- **Stated goal**
Please copy the records below, substituting "central point" for each occurrence of "innermost point" and leaving everything else unchanged. Omit the pictures from your answer.
--- start Input ---
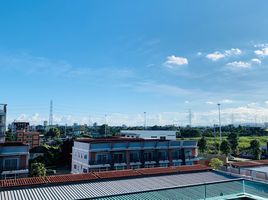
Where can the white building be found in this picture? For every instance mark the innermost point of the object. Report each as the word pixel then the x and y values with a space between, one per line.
pixel 149 134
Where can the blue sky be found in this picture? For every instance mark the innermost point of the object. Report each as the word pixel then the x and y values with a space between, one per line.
pixel 121 58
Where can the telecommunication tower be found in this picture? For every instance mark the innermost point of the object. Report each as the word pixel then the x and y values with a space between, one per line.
pixel 51 113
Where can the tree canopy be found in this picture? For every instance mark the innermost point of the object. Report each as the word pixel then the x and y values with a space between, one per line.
pixel 225 147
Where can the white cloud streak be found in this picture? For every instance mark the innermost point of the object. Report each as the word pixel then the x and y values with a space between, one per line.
pixel 175 61
pixel 217 55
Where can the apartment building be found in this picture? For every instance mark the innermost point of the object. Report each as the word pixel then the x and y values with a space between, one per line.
pixel 31 138
pixel 149 134
pixel 116 153
pixel 20 126
pixel 14 157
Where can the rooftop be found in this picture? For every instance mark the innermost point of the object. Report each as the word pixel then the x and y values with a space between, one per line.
pixel 199 183
pixel 12 144
pixel 68 178
pixel 252 163
pixel 113 187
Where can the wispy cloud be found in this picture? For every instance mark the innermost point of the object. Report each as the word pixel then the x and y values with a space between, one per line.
pixel 238 65
pixel 159 88
pixel 175 61
pixel 217 55
pixel 262 52
pixel 223 101
pixel 29 64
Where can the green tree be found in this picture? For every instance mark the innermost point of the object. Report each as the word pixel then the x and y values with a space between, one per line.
pixel 215 163
pixel 202 145
pixel 225 147
pixel 38 169
pixel 53 132
pixel 233 141
pixel 255 148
--- end Input ---
- **Solution to this task**
Where can the white building be found in this picture? For every instance mark the central point of the object. Report each as the word pixel then the x and y values with a space between, one per line.
pixel 149 134
Where can the blue sky be found in this picture? For every instance mark the central point of the object. Report each as the word pixel then the x and y values with a space between, one per line.
pixel 121 58
Where can the telecommunication tower be found in this picture? For every instance mark the central point of the object. Report each as the word pixel then the x and y values with a space between, one per line.
pixel 51 113
Where can the tree canopy be found in this picture? For every instance mark the central point of the object. Report each as the word pixel then the x and y values with a space between, one per line.
pixel 225 147
Where can the white cloud streak be found in this picture? For every instance mark the central point of the object. Report each as the word pixel then the x and y values with a space between, one per line.
pixel 175 61
pixel 217 55
Where can the apartment building be found in this picture? For every instance mark the central point of the object. Report each as the word pixel then the x and y values with a space between, one per line.
pixel 31 138
pixel 149 134
pixel 116 153
pixel 20 126
pixel 14 157
Where can the rooftop be found in this picture? For every instance mark the central point of the object. Report each as the word pixel then the x and y values with a space between, one per line.
pixel 199 183
pixel 12 144
pixel 68 178
pixel 252 163
pixel 113 187
Where can the wispy cloud be found in this picture? For every instance mark the central point of the object. Report each as the word pixel then the x and y values with a space between, one per line.
pixel 238 65
pixel 159 88
pixel 175 61
pixel 217 55
pixel 262 52
pixel 223 101
pixel 29 64
Where can the green tree be found in this picture? For every instance mark the central point of the object. Report each as the word pixel then the x and y values with a space between, one per line.
pixel 215 163
pixel 202 145
pixel 225 147
pixel 38 169
pixel 53 132
pixel 233 141
pixel 255 148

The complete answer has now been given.